** start **
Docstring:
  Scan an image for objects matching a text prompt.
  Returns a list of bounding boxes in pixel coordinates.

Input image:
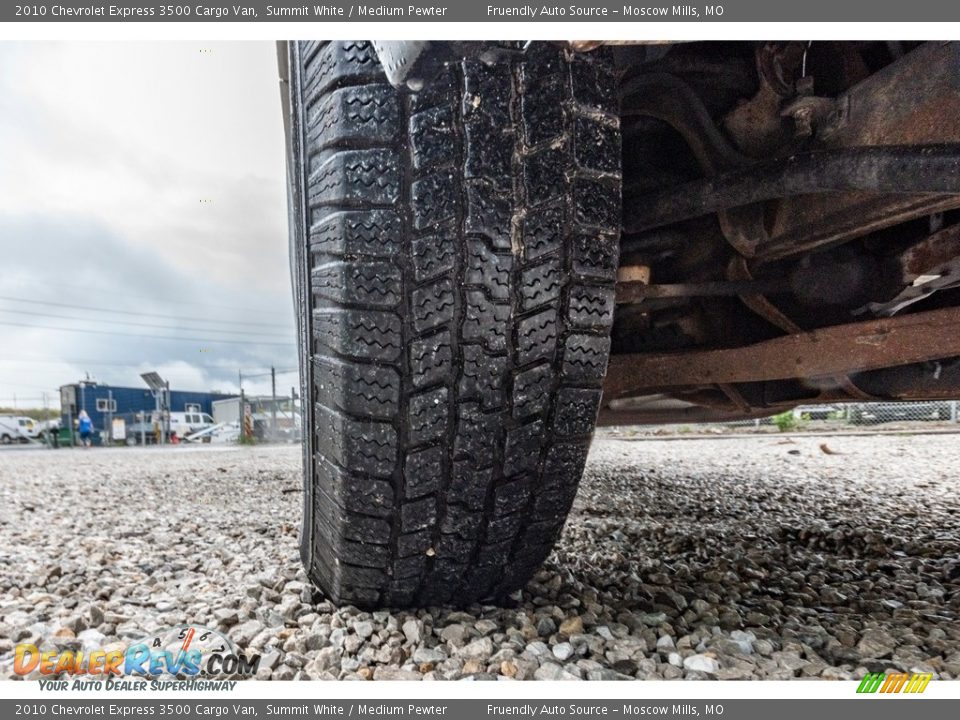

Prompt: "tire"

[289,42,620,607]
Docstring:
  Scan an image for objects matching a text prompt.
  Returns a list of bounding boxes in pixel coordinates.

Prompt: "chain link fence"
** end **
# REQUEST
Please write out the records again with "Scan" substituted by "Search" and nothing else changed, leaving out the pictures.

# PROBLEM SOLUTION
Docstring:
  Search an image for objects matching a text prompt.
  Returns a list of bounding boxes in pixel coordinates.

Input image:

Prompt: "tire"

[289,42,620,607]
Docstring:
  Search an image for objects matching a text prompt.
  Returns a list of bounding boxes in pixel coordinates.

Prompt: "chain link fence"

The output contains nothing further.